# Things to do:
(A) Rewrite the paragraph of the global trade text that begins "At the same time, China's rail trade" as a short bulleted list, keeping its main facts.
(B) Put this sentence from the global trade text into Spanish: "Exports from Asia to America declined by 11% in Oct. 2022 compared to one year earlier."

# Text block:
------

Global Trade Reflects the New Reality
The conflict in Ukraine, following on the global disruptions caused by the COVID pandemic, is contributing to a growing shift in trade flows internationally. It is coherent with the emerging new economic order.
Realignment underway in Eurasia. Exports from Asia to America declined by 11% in Oct. 2022 compared to one year earlier. In terms of manufacturing, orders from the United States to China were down by 40% from a year earlier in November, an even greater decline than in October and September, according to CNBC’s Supply Chain Heat Map data. This in turn is creating major problems for ocean freight carriers. On a month-to-month basis, China shipments to the U.S. dropped 21% from August through November.
At the same time, China’s rail trade with Russia via the Eurasian Land-Bridge has dramatically increased, as has sea trade between Russia and China, and between Russia and India. China’s annual trade with the Gulf Cooperation Council countries and Iran, combined, is nearly $250 billion and is now four times U.S. trade with the same countries. China’s goods trade with Africa is more than double U.S. goods trade there.

------

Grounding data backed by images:
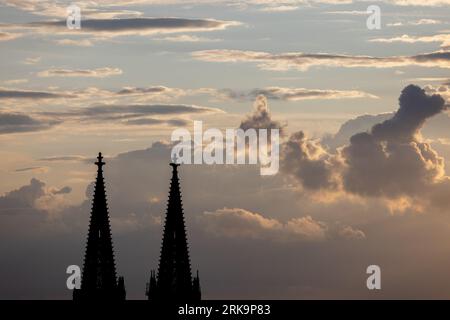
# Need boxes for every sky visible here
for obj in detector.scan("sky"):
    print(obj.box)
[0,0,450,299]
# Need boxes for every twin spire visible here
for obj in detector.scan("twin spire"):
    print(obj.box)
[73,153,201,301]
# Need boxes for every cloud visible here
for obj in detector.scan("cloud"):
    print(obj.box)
[369,34,450,48]
[0,32,22,41]
[386,19,443,27]
[117,86,189,100]
[154,34,221,42]
[39,155,87,162]
[55,39,94,47]
[280,131,338,190]
[192,49,450,71]
[280,85,450,211]
[14,167,48,174]
[0,88,71,100]
[14,18,240,37]
[342,85,445,198]
[65,104,223,119]
[37,67,122,78]
[0,178,72,215]
[339,226,366,240]
[198,207,365,242]
[125,118,189,127]
[259,5,300,12]
[217,87,378,101]
[3,79,28,84]
[23,57,41,64]
[0,112,60,135]
[239,95,283,133]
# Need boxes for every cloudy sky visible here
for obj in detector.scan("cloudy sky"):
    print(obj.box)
[0,0,450,299]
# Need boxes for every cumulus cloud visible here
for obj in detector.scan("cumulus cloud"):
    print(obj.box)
[0,178,72,215]
[198,208,365,241]
[342,85,445,198]
[0,112,60,134]
[37,67,122,78]
[218,87,377,101]
[192,49,450,71]
[369,34,450,48]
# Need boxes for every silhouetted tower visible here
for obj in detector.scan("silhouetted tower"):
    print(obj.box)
[146,163,201,301]
[73,153,126,300]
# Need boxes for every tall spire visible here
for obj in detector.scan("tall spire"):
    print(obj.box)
[73,152,125,300]
[147,160,201,301]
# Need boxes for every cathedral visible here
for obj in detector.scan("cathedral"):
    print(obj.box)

------

# Answers to the exercises:
(A)
- China's rail trade with Russia over the Eurasian Land-Bridge has risen sharply.
- Sea trade between Russia and China, and between Russia and India, has also risen sharply.
- China's yearly trade with the Gulf Cooperation Council countries and Iran together is almost $250 billion, four times U.S. trade with those countries.
- China's goods trade with Africa is more than twice U.S. goods trade there.

(B) Las exportaciones de Asia a América disminuyeron un 11 % en octubre de 2022 en comparación con un año antes.